### Excerpts from the dataset
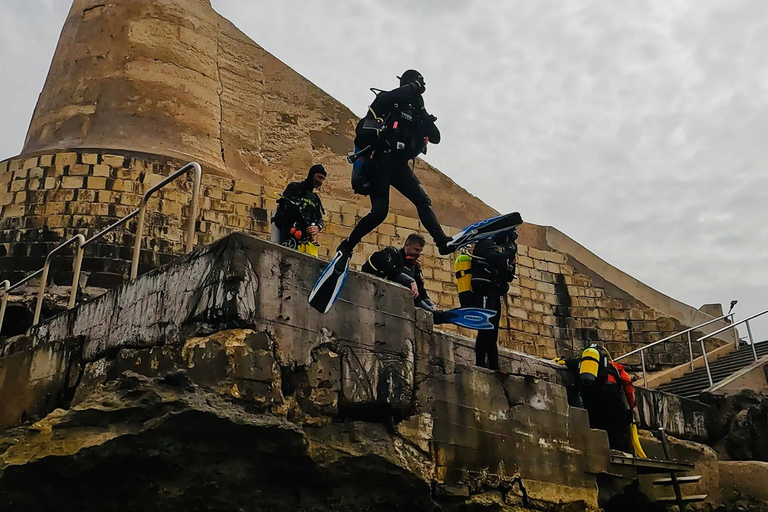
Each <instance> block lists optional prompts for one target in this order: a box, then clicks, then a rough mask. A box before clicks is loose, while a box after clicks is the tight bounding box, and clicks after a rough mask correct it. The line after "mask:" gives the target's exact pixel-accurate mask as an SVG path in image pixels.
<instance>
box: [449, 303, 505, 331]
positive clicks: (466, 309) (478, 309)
mask: <svg viewBox="0 0 768 512" xmlns="http://www.w3.org/2000/svg"><path fill="white" fill-rule="evenodd" d="M494 315H496V311H494V310H492V309H484V308H459V309H451V310H448V311H442V312H441V316H442V318H443V320H444V321H445V322H447V323H451V324H454V325H458V326H459V327H466V328H467V329H475V330H478V331H487V330H491V329H493V324H492V323H491V318H492V317H493V316H494Z"/></svg>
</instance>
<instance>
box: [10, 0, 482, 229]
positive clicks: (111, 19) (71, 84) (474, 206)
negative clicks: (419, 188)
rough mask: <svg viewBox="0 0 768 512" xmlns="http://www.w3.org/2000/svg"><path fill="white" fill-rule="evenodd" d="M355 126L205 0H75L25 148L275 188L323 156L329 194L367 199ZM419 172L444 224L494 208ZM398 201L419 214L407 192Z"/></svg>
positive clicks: (417, 168)
mask: <svg viewBox="0 0 768 512" xmlns="http://www.w3.org/2000/svg"><path fill="white" fill-rule="evenodd" d="M392 84H393V86H395V85H397V84H396V83H395V78H394V77H392ZM371 98H373V96H371ZM427 104H429V97H428V95H427ZM357 108H358V109H359V110H363V109H364V108H365V105H357ZM436 114H437V115H438V116H439V115H440V113H439V112H436ZM356 123H357V117H356V116H355V115H354V114H353V113H352V112H351V111H350V110H349V109H348V108H347V107H345V106H344V105H342V104H341V103H339V102H338V101H336V100H335V99H334V98H332V97H331V96H329V95H328V94H326V93H325V92H323V91H322V90H320V89H319V88H318V87H317V86H315V85H314V84H312V83H311V82H310V81H308V80H307V79H305V78H304V77H302V76H301V75H299V74H298V73H296V72H295V71H293V70H292V69H290V68H289V67H288V66H286V65H285V64H283V63H282V62H280V61H279V60H277V59H276V58H275V57H273V56H272V55H270V54H269V53H268V52H267V51H266V50H265V49H263V48H262V47H260V46H259V45H258V44H256V43H255V42H253V41H251V40H250V39H248V37H246V36H245V35H244V34H243V33H242V32H240V31H239V30H238V29H237V28H236V27H235V26H234V25H233V24H232V23H230V22H229V21H227V20H226V19H224V18H222V17H221V16H219V15H218V14H217V13H216V12H215V11H214V10H213V9H212V8H211V6H210V3H209V2H208V1H207V0H185V1H181V0H164V1H154V0H132V1H130V2H112V3H106V4H105V3H104V2H98V1H96V0H76V1H74V2H73V5H72V8H71V10H70V13H69V16H68V17H67V20H66V22H65V25H64V27H63V30H62V33H61V37H60V39H59V44H58V47H57V48H56V53H55V55H54V58H53V62H52V63H51V68H50V71H49V74H48V78H47V80H46V83H45V86H44V88H43V91H42V92H41V94H40V99H39V101H38V104H37V107H36V108H35V112H34V115H33V117H32V122H31V123H30V127H29V131H28V132H27V137H26V142H25V144H24V149H23V151H22V155H23V156H25V157H28V156H36V155H40V154H45V153H49V154H50V153H54V152H58V151H68V150H75V149H78V150H79V149H94V148H98V149H101V150H116V149H120V150H125V151H130V152H132V153H150V154H156V155H163V156H168V157H175V158H180V159H185V160H197V161H199V162H200V163H201V164H203V165H205V166H206V167H208V168H210V169H212V170H214V171H215V172H217V173H220V174H223V175H226V176H228V177H230V178H232V177H236V178H238V179H242V180H245V181H246V182H248V183H252V184H256V185H264V186H269V187H277V188H282V187H284V186H285V183H286V181H287V180H288V178H289V177H291V176H293V173H296V172H298V173H299V174H304V173H305V172H306V170H307V169H309V167H310V166H311V165H312V164H313V163H322V164H324V165H325V166H326V168H327V169H328V171H329V177H328V180H327V181H326V186H325V188H326V190H329V191H331V192H332V193H333V194H338V195H343V196H344V197H345V200H346V202H348V203H351V204H353V205H355V207H359V206H365V205H367V204H368V200H367V198H364V197H361V196H355V195H354V194H352V192H351V188H350V186H349V180H350V173H351V168H350V166H349V164H347V163H346V160H345V156H346V154H347V153H348V152H351V151H352V149H353V144H352V140H353V138H354V128H355V125H356ZM417 174H418V175H419V177H420V179H421V181H422V183H423V184H424V186H425V187H426V189H427V191H428V192H429V193H430V195H431V197H432V199H433V202H434V205H435V210H436V211H437V213H438V217H439V218H440V219H442V221H443V222H445V223H446V224H450V225H457V226H462V227H463V226H465V225H467V224H470V223H471V222H473V220H472V219H483V218H487V217H489V216H491V215H492V214H493V213H494V210H493V209H492V208H490V207H489V206H487V205H485V204H484V203H483V202H482V201H480V200H479V199H478V198H476V197H474V196H472V195H471V194H469V193H468V192H467V191H466V190H464V189H462V188H461V187H459V186H458V185H457V184H456V183H454V182H453V181H452V180H451V179H449V178H448V177H446V176H444V175H443V174H441V173H440V172H439V171H437V170H436V169H435V168H433V167H431V166H429V165H428V164H426V163H424V162H422V161H419V163H418V164H417ZM391 206H392V211H393V212H394V213H404V214H406V215H408V216H411V217H413V216H415V210H414V209H413V207H412V206H411V205H410V203H409V202H408V201H407V200H405V198H403V197H402V196H400V195H399V194H393V195H392V200H391Z"/></svg>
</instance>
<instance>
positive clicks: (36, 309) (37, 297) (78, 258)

### WORK INSTRUCTIONS
Copy out every line in the material above that contains the word "clicks".

### RESULT BELOW
Each <instance> block lists optional prompts for one target in this order: a box, then clicks, then a rough mask. A box before clicks is loose, while a box after clicks is the tight bounding box, and clicks after a rough mask correct it. The line after "mask:" gives the target's exact pixel-accurate mask as an SVG path in image pixels.
positive clicks: (466, 309) (478, 309)
positive clicks: (111, 19) (71, 84) (474, 206)
negative clicks: (419, 188)
positive clicks: (417, 168)
positive clicks: (36, 309) (37, 297) (78, 258)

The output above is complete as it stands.